* begin RECORDS PROVIDED *
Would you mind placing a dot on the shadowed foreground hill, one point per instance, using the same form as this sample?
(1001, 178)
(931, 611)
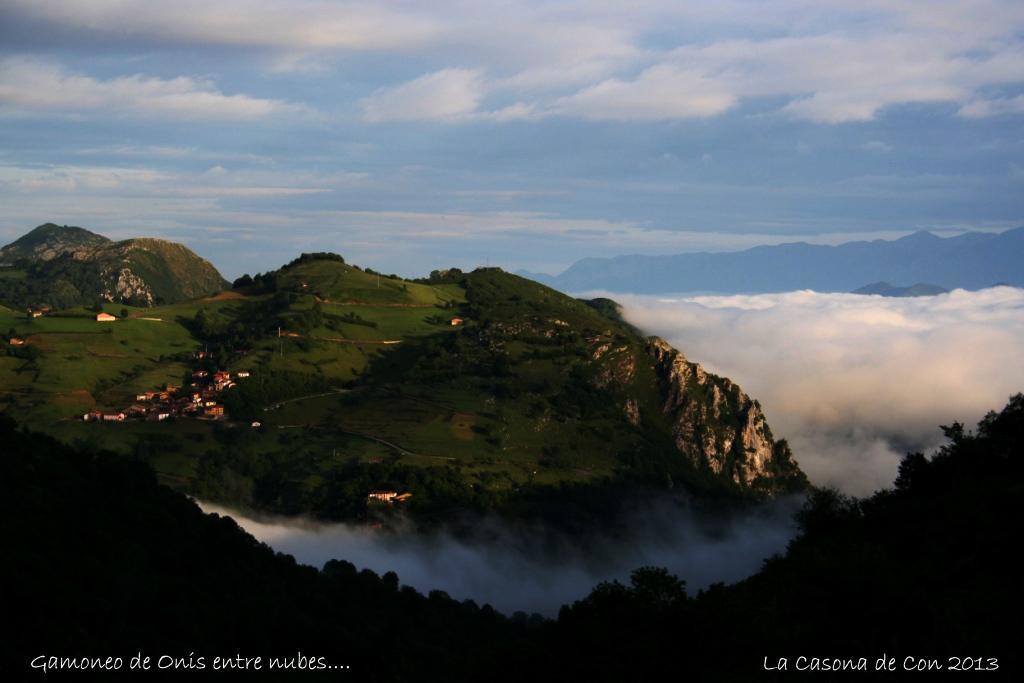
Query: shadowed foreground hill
(100, 559)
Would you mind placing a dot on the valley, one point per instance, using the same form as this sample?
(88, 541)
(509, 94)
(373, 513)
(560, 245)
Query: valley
(301, 390)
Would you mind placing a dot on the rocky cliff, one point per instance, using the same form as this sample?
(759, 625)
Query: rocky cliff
(716, 425)
(64, 266)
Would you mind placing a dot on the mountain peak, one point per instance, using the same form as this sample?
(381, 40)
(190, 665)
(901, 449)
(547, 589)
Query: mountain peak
(49, 241)
(920, 236)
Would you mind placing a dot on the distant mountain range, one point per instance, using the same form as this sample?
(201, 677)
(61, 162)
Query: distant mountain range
(885, 289)
(973, 260)
(61, 265)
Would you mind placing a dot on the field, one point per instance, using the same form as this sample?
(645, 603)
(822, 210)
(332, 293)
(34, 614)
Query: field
(364, 372)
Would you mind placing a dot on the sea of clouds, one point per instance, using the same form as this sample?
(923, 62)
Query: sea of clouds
(853, 381)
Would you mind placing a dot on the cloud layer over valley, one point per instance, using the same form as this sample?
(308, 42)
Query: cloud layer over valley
(534, 569)
(853, 381)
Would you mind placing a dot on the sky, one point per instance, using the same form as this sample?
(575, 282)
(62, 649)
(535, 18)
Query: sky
(416, 135)
(853, 382)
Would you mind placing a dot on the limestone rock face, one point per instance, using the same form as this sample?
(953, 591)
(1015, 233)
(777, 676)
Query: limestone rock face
(69, 266)
(717, 426)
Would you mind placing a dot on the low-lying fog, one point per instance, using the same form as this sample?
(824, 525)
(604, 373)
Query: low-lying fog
(853, 381)
(536, 570)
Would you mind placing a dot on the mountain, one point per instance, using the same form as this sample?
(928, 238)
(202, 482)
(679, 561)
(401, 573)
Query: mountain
(922, 570)
(973, 260)
(885, 289)
(49, 241)
(61, 266)
(478, 391)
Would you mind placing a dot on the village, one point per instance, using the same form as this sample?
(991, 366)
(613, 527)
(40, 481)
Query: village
(196, 399)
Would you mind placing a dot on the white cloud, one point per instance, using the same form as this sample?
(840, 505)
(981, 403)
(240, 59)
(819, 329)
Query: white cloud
(535, 568)
(852, 381)
(982, 109)
(442, 95)
(30, 85)
(835, 62)
(663, 91)
(878, 145)
(276, 24)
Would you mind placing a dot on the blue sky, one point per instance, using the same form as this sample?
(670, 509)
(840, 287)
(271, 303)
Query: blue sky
(413, 135)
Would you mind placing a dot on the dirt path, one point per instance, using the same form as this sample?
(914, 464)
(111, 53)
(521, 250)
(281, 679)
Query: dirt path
(333, 392)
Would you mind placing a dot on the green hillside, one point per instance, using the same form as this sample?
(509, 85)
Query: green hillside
(361, 382)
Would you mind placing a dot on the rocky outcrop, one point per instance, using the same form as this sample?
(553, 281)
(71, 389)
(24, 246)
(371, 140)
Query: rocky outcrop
(717, 426)
(68, 266)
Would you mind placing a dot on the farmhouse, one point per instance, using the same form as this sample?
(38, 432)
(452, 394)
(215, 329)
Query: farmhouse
(388, 497)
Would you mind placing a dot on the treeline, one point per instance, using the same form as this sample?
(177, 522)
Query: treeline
(924, 569)
(107, 562)
(104, 560)
(247, 399)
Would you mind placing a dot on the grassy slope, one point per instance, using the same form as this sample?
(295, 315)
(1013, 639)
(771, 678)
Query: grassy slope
(508, 399)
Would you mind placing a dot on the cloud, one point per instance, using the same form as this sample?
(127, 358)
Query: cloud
(535, 569)
(30, 85)
(442, 95)
(663, 91)
(275, 24)
(983, 109)
(833, 63)
(878, 145)
(853, 381)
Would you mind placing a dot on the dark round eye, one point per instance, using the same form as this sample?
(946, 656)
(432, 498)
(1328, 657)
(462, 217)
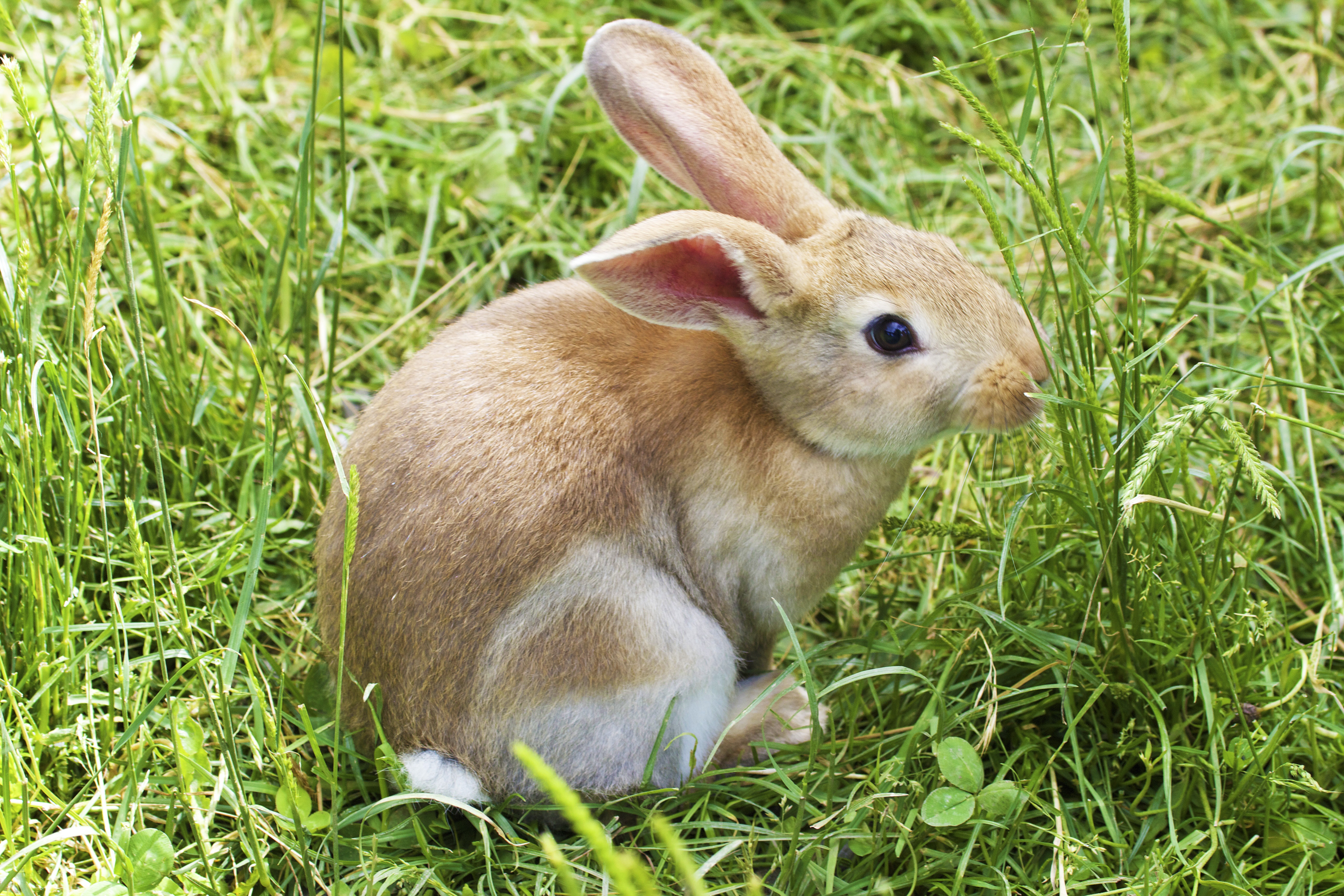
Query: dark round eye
(890, 335)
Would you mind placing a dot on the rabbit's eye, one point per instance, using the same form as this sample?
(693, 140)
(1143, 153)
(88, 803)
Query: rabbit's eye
(890, 335)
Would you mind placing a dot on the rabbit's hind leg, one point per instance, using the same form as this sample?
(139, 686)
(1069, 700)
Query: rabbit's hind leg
(585, 669)
(783, 715)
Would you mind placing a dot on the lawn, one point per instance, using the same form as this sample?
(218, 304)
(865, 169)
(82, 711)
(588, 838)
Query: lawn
(226, 225)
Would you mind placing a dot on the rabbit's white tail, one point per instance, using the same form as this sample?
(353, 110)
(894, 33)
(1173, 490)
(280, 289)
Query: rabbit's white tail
(433, 773)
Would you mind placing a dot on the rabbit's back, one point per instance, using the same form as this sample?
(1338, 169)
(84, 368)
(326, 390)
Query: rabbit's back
(526, 428)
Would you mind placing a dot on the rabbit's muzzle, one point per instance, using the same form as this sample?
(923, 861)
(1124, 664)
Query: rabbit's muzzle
(998, 398)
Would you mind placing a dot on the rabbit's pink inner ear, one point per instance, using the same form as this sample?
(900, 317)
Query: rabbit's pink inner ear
(687, 283)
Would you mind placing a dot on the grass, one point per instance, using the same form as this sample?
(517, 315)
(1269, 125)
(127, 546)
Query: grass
(1107, 606)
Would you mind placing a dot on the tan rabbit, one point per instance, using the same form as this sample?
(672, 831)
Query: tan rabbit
(589, 500)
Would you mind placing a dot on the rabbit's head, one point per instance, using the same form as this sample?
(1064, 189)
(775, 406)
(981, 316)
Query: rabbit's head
(867, 338)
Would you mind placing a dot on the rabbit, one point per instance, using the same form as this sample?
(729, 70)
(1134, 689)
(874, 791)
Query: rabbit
(585, 507)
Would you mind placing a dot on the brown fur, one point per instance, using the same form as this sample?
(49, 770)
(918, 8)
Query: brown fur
(572, 498)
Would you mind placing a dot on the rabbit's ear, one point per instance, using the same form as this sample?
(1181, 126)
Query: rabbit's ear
(677, 108)
(691, 269)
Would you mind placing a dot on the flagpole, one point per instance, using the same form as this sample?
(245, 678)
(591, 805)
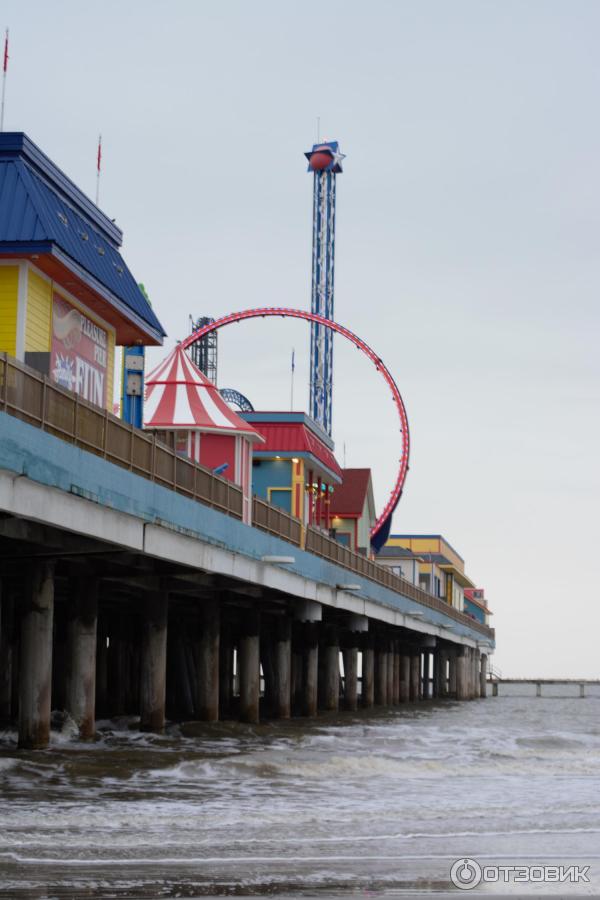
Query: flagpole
(98, 167)
(4, 71)
(292, 385)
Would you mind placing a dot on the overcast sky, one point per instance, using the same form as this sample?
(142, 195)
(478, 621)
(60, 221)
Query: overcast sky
(467, 243)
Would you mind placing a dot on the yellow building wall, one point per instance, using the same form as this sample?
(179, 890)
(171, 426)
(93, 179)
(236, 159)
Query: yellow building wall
(38, 322)
(428, 545)
(110, 372)
(298, 495)
(9, 293)
(110, 364)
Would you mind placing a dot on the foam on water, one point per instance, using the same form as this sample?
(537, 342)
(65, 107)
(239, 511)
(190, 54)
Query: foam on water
(383, 801)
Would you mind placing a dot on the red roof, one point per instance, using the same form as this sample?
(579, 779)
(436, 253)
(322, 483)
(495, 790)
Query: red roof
(290, 438)
(349, 497)
(179, 395)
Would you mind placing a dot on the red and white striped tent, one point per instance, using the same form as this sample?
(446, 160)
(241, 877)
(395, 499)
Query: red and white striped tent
(179, 398)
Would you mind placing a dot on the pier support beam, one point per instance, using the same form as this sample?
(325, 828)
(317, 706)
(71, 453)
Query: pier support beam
(310, 669)
(249, 667)
(476, 663)
(396, 673)
(35, 676)
(452, 673)
(153, 662)
(415, 677)
(381, 673)
(225, 671)
(426, 675)
(368, 673)
(462, 673)
(82, 619)
(207, 662)
(483, 676)
(440, 687)
(7, 644)
(404, 678)
(329, 669)
(350, 657)
(390, 671)
(282, 669)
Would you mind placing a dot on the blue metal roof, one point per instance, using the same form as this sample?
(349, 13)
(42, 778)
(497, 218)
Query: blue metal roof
(42, 210)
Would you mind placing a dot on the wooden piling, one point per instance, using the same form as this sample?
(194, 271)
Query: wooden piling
(350, 657)
(404, 696)
(35, 676)
(153, 662)
(368, 673)
(415, 677)
(225, 670)
(7, 642)
(329, 669)
(80, 688)
(483, 676)
(207, 666)
(310, 669)
(282, 669)
(249, 667)
(381, 673)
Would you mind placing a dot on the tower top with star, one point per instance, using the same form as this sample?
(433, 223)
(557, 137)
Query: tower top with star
(325, 157)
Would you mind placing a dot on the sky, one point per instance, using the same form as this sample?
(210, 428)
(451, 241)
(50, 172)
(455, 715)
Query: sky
(466, 255)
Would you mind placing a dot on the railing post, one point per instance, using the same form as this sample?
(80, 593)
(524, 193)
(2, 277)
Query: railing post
(75, 418)
(105, 436)
(44, 395)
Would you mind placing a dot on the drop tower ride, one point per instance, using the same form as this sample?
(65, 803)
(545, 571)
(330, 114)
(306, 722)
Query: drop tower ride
(325, 162)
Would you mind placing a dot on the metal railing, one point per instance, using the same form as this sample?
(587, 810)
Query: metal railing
(319, 543)
(276, 521)
(33, 398)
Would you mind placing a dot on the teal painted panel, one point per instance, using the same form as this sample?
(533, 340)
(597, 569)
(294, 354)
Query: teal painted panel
(28, 451)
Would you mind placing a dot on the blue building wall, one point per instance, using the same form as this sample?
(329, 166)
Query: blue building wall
(472, 610)
(273, 473)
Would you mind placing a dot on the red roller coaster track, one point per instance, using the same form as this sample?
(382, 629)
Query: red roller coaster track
(360, 345)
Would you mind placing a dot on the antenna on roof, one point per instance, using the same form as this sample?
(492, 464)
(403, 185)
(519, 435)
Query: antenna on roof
(292, 379)
(4, 71)
(98, 168)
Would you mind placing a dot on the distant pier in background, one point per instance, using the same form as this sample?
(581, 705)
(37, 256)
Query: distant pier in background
(496, 680)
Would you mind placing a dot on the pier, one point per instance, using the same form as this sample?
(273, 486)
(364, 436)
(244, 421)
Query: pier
(539, 683)
(131, 585)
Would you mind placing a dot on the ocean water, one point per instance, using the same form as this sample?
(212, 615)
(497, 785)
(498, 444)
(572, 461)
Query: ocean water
(381, 803)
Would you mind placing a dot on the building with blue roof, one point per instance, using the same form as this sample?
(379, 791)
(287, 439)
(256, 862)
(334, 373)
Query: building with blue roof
(67, 297)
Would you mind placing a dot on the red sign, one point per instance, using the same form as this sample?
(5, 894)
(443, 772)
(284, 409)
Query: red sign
(79, 352)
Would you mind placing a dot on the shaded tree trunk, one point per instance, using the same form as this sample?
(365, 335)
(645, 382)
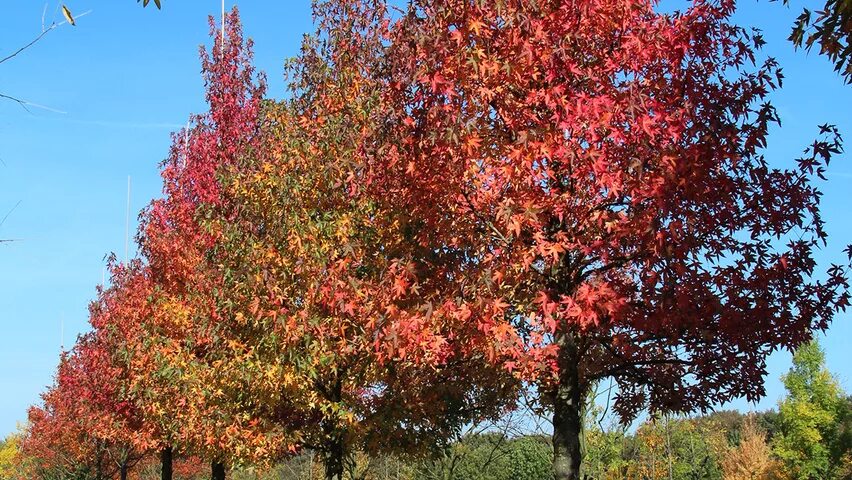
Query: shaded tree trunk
(567, 408)
(334, 458)
(217, 470)
(166, 462)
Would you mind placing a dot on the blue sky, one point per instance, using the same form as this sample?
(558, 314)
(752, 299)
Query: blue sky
(126, 77)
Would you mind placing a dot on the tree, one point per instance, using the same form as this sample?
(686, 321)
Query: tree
(309, 276)
(831, 28)
(594, 172)
(752, 459)
(10, 457)
(808, 441)
(192, 380)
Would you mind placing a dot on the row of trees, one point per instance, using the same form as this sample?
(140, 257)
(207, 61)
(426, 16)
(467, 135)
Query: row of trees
(810, 436)
(459, 204)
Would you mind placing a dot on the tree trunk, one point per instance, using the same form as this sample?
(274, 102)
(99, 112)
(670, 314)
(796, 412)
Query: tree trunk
(334, 458)
(567, 408)
(217, 470)
(166, 462)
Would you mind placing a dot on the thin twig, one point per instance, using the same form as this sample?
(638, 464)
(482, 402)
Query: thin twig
(40, 36)
(9, 213)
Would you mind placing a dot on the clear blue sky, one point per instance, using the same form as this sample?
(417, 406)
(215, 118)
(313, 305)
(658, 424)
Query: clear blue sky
(126, 77)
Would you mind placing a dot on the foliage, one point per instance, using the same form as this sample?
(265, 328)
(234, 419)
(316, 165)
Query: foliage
(810, 441)
(10, 457)
(752, 459)
(594, 173)
(831, 28)
(456, 202)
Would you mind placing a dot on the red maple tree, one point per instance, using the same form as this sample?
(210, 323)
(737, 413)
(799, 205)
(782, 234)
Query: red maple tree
(594, 171)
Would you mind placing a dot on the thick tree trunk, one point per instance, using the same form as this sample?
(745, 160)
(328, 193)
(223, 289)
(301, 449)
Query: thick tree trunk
(217, 470)
(567, 408)
(166, 462)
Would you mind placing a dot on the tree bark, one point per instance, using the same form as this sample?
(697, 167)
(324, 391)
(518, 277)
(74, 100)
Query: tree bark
(217, 470)
(334, 458)
(166, 462)
(567, 407)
* end RECORDS PROVIDED *
In the listing above, find the line with "Would you mind placing a dot on the tree, one" and set down that line and all after it exactly, through the final line.

■ REPLY TO THE EXERCISE:
Would you mind placing a dot on the tree, one point per instance, using the same form as this sample?
(686, 321)
Query: tree
(309, 276)
(831, 28)
(594, 172)
(752, 459)
(10, 457)
(808, 441)
(192, 380)
Would you mind placing a dot on the row of trees, one point per instance, using the same form as this sample?
(140, 257)
(207, 61)
(426, 16)
(467, 135)
Query: row of trees
(810, 436)
(459, 204)
Would you mind placing a dot on the tree trunk, one point per instance, using the same form as this sample?
(274, 102)
(99, 112)
(670, 314)
(796, 412)
Query: tree trunk
(334, 458)
(567, 408)
(217, 470)
(166, 462)
Would you mind placing a dot on the thin twig, one point per instance, using the same form as this sample?
(638, 464)
(482, 402)
Query: thin twig
(40, 36)
(9, 213)
Would you mind placing a dot on the clear blue sky, one point per instance, using the same form as this sample?
(417, 406)
(215, 118)
(313, 305)
(658, 424)
Query: clear blue sky
(126, 77)
Would you mind placing a dot on the foliage, one point per instance, using the same form as this sample?
(265, 328)
(234, 419)
(316, 165)
Query: foliage
(810, 441)
(10, 457)
(752, 459)
(594, 173)
(831, 28)
(456, 202)
Would you mind placing a dot on the red maple tree, one point per instance, using the same form as this sample?
(210, 323)
(737, 413)
(799, 205)
(782, 234)
Query: red maple tree
(594, 171)
Would you mind placing a dot on the thick tree trunk, one point per instance, using the same form as this sample?
(745, 160)
(328, 193)
(223, 289)
(301, 449)
Query: thick tree trunk
(217, 470)
(567, 408)
(166, 462)
Would you mind placing a dot on the tree bark, one point per instance, using the same form as this sample?
(697, 167)
(324, 391)
(518, 277)
(74, 100)
Query: tree bark
(217, 470)
(334, 458)
(166, 462)
(567, 407)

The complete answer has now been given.